╭──

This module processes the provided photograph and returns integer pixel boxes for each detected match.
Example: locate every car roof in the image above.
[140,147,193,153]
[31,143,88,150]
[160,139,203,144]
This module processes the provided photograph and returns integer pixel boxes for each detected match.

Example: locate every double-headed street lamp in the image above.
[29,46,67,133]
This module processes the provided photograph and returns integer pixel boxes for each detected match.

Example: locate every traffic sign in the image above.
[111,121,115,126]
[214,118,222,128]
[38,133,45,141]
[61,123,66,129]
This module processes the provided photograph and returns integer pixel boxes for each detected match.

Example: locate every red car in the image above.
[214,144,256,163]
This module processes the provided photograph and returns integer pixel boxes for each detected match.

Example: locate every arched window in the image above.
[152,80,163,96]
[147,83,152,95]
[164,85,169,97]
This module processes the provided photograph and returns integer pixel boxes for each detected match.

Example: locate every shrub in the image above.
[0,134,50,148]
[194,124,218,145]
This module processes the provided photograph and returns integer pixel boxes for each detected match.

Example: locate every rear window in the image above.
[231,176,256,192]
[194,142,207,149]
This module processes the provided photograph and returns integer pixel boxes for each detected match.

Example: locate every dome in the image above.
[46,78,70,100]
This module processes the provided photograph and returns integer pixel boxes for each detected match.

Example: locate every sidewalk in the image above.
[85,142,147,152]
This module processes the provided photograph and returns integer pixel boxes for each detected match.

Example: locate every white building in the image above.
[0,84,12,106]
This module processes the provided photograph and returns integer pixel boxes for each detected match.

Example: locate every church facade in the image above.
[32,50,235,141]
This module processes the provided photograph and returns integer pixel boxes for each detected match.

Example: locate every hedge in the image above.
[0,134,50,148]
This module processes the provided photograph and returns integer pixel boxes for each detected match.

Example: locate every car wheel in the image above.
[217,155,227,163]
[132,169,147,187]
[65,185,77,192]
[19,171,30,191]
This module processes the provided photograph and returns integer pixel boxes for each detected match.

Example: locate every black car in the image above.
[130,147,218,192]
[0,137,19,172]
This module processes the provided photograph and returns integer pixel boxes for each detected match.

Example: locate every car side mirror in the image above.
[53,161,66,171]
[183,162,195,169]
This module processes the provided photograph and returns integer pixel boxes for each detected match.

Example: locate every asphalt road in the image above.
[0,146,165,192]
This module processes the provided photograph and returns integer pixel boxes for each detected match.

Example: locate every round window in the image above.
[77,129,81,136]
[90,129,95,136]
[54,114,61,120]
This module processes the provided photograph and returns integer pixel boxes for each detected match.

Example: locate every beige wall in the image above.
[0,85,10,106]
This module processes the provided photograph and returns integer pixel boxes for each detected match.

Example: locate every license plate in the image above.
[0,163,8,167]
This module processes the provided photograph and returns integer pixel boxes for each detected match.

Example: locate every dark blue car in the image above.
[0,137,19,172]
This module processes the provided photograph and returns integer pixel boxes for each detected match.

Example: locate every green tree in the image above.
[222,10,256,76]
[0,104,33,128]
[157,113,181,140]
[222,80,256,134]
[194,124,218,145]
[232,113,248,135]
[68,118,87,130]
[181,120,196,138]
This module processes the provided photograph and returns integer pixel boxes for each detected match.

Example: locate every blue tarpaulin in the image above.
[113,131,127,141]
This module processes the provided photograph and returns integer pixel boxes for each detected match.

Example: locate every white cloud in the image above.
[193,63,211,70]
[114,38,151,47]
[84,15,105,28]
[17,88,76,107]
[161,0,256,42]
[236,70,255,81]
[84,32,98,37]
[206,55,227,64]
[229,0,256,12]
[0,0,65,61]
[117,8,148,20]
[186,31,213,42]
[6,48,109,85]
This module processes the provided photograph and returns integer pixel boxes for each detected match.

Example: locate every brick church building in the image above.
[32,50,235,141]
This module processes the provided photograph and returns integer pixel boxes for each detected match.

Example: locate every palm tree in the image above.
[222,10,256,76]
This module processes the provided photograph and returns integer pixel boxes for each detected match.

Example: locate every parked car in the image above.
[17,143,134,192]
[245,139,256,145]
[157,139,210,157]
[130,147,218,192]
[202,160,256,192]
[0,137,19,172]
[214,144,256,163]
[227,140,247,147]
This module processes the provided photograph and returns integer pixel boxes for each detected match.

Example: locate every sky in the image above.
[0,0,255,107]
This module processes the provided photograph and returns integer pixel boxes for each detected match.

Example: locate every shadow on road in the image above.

╰──

Activity => Set down the preceding data verbatim. Every line belongs in the copy.

Your solution =>
This module processes the provided photograph and returns integer pixel boxes for each detected match.
Example: locate every car roof in the image above.
[140,147,193,153]
[31,143,88,150]
[160,139,203,144]
This module processes the provided photograph and returns integer pixel boxes for each detected match.

Example: locate every double-headed street lamp in the image above.
[29,46,67,133]
This module processes the provided photograph and returns integer pixel boxes for each detected match.

Example: locate every traffic sign in the image above.
[111,121,115,126]
[214,118,222,128]
[38,133,45,141]
[61,123,66,129]
This module processes the provided photograph and returns integer pixel boxes for each detected match.

Example: locate every red car in the image above.
[214,144,256,163]
This module processes the provided photograph and returns integer pixel boxes for each detected match.

Example: locate every arched window in the image above.
[152,80,163,96]
[147,83,152,95]
[164,85,169,97]
This module processes the provided photograph and returns integer pixel boxes for each detected match.

Example: locate every shrub in the image above.
[0,134,50,148]
[194,124,218,145]
This module processes the provided photograph and returns integer pixel boxes for each detected match.

Example: locate every rear window in the image above.
[231,176,256,192]
[194,142,207,149]
This module processes the provided photograph and returns integer pixel boxes for each detected match.

Example: locate every dome in the image above.
[46,78,70,100]
This module processes the provided photograph and returns integer pixel boxes for each detected match.

Example: locate every sidewalk in the image above.
[85,142,147,152]
This module processes the provided photograph and returns integer pixel boxes for each detected match.

Example: locate every white building in the image above.
[0,84,12,106]
This module processes the provided photograph and returns integer pixel boxes for each detected match.

Example: locate every church facade in the image above.
[32,50,235,141]
This module processes the provided photograph and returns integer pixel boxes for each detected match.

Example: locate every hedge in the image above.
[0,134,50,148]
This module processes the provided photograph and returns integer pixel boxes for each detected match.

Example: locate every car wheel in the image above.
[217,155,227,163]
[132,169,147,187]
[65,185,77,192]
[19,171,30,191]
This module processes the provided photograph and returns integer pixel boxes for each detected match.

Example: locate every black car in the image above.
[130,147,218,192]
[0,137,19,172]
This module processes the provided photograph and returns integer pixel boxes for each detected match.

Example: locate every car side mirror in the image above.
[53,161,66,171]
[183,162,195,169]
This module processes the provided photograph and returns integer pixel boxes for each detected match.

Example: locate every asphalt road in the image above.
[0,146,165,192]
This module processes the provided photograph and returns integer pixel boxes for each detected match.

Example: locate every round window in the image above.
[77,129,81,136]
[90,129,95,136]
[54,114,61,120]
This module processes the provided photograph and returns integer pixel boxes for each detected match.

Example: locate every beige wall in the image above.
[0,85,10,106]
This module processes the provided photograph and returns integer pixel boxes for each detected match.

Example: locate every license plate in the image above.
[0,163,8,167]
This module processes the provided photograph and returns integer pixel boxes for each detected match.

Example: locate every dark blue car in the image above.
[0,137,19,172]
This module processes the provided photograph and returns integer pixel boxes for each detected match.

Example: locate every green tree in the image above.
[222,10,256,76]
[0,104,33,128]
[157,113,181,140]
[222,80,256,134]
[194,124,218,145]
[232,113,248,135]
[68,118,87,130]
[181,120,196,138]
This module processes the provided photograph and returns integer pixel boxes for each detected match.

Example: locate every blue tarpaulin in the image above.
[113,131,127,141]
This module processes the provided photograph and returns integer pixel boxes for each detected match.

Example: locate every white cloud in the image above.
[193,63,211,70]
[114,38,151,47]
[84,15,105,28]
[17,88,76,107]
[161,0,256,42]
[236,70,255,81]
[84,32,98,37]
[206,55,227,64]
[229,0,256,12]
[0,0,65,61]
[117,8,148,20]
[186,31,213,42]
[6,48,109,85]
This module processes the provided photograph and returns integer pixel boxes for each detected match.

Example: locate every brick church building in the image above.
[32,50,235,141]
This module processes the provided photograph and returns integer pixel boxes for each detected match.

Example: locate every palm tree in the image above.
[222,10,256,76]
This module processes the provided photograph and returns integer pixel boxes for each detected match.

Example: locate every parked car in the image above.
[17,143,134,192]
[245,139,256,145]
[157,139,210,157]
[130,147,218,192]
[202,160,256,192]
[0,137,19,172]
[214,144,256,163]
[227,140,247,147]
This module processes the provided photograph and returns integer pixel boxes for each detected match.

Example: locate every sky in the image above.
[0,0,255,107]
This module processes the provided photograph and returns integer pixel boxes for each detected match.

Example: locate every shadow on road in the image above.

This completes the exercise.